-- begin Provided information --

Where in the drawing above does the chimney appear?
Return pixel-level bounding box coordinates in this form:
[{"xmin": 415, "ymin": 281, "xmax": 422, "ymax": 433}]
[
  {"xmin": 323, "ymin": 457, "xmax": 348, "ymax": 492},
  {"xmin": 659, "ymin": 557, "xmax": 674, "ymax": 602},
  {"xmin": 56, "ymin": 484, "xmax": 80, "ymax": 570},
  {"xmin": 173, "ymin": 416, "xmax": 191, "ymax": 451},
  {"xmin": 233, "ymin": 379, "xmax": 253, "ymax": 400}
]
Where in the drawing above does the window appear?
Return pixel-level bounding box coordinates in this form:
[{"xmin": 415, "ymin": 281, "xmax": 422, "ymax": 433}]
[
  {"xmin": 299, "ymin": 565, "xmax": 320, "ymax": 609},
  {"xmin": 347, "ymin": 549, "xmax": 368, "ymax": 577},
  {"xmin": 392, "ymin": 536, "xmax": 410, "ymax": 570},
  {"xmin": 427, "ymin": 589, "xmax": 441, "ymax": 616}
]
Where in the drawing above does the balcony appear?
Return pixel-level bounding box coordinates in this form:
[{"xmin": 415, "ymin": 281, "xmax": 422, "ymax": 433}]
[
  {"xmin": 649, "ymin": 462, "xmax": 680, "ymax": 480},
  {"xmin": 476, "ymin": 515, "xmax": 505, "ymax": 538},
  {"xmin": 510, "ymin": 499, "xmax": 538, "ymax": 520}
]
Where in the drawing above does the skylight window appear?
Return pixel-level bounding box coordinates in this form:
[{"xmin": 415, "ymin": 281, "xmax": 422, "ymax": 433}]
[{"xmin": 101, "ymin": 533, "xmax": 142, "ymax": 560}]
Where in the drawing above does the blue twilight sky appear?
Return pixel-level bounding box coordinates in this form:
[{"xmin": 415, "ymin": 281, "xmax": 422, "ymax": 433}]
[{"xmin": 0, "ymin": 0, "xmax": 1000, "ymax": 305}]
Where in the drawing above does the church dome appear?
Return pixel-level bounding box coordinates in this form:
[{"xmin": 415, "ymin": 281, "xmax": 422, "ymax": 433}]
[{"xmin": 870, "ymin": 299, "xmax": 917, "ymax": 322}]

-- end Provided information --

Rewrite every line of the data above as a two-column Markdown table with columns headed "Row" and "Line". Number the rows in order, and leave out blank lines.

» Solution to this exercise
| Row | Line |
|---|---|
| 1 | Where in the drawing above does the chimney appear? |
| 2 | Return pixel-level bounding box coordinates in this form: |
| 3 | [{"xmin": 415, "ymin": 281, "xmax": 422, "ymax": 433}] |
| 4 | [ |
| 5 |   {"xmin": 323, "ymin": 457, "xmax": 348, "ymax": 492}, |
| 6 |   {"xmin": 659, "ymin": 557, "xmax": 674, "ymax": 602}, |
| 7 |   {"xmin": 56, "ymin": 484, "xmax": 80, "ymax": 570}, |
| 8 |   {"xmin": 173, "ymin": 416, "xmax": 191, "ymax": 451}, |
| 9 |   {"xmin": 233, "ymin": 379, "xmax": 253, "ymax": 400} |
| 10 | ] |
| 11 | Where in the drawing above does the window appear? |
| 12 | Return pixel-level bounding box coordinates in this form: |
| 13 | [{"xmin": 415, "ymin": 281, "xmax": 422, "ymax": 433}] |
| 14 | [ |
| 15 |   {"xmin": 299, "ymin": 565, "xmax": 320, "ymax": 609}, |
| 16 |   {"xmin": 347, "ymin": 549, "xmax": 368, "ymax": 577}, |
| 17 |   {"xmin": 392, "ymin": 536, "xmax": 410, "ymax": 570}, |
| 18 |   {"xmin": 427, "ymin": 589, "xmax": 441, "ymax": 616} |
| 19 | ] |
| 20 | Where in the drawing above does the balcony appear? |
| 21 | Return pixel-level bounding box coordinates in this form: |
| 22 | [{"xmin": 415, "ymin": 281, "xmax": 422, "ymax": 433}] |
| 23 | [ |
| 24 |   {"xmin": 649, "ymin": 462, "xmax": 680, "ymax": 480}, |
| 25 |   {"xmin": 476, "ymin": 515, "xmax": 505, "ymax": 538}, |
| 26 |   {"xmin": 510, "ymin": 499, "xmax": 538, "ymax": 520} |
| 27 | ] |
| 28 | Where in the drawing above does the skylight window appear? |
| 29 | Return pixel-level bounding box coordinates in this form: |
| 30 | [{"xmin": 415, "ymin": 281, "xmax": 422, "ymax": 433}] |
| 31 | [{"xmin": 101, "ymin": 533, "xmax": 142, "ymax": 560}] |
| 32 | Where in the drawing above does the blue twilight sky appear? |
| 33 | Return pixel-level bounding box coordinates in this form: |
| 34 | [{"xmin": 415, "ymin": 281, "xmax": 422, "ymax": 433}] |
| 35 | [{"xmin": 0, "ymin": 0, "xmax": 1000, "ymax": 305}] |
| 36 | Where in the drawing above does the church dome appear? |
| 37 | Return pixel-level bounding box coordinates in this form: |
| 38 | [{"xmin": 415, "ymin": 281, "xmax": 422, "ymax": 433}] |
| 39 | [{"xmin": 870, "ymin": 299, "xmax": 917, "ymax": 322}] |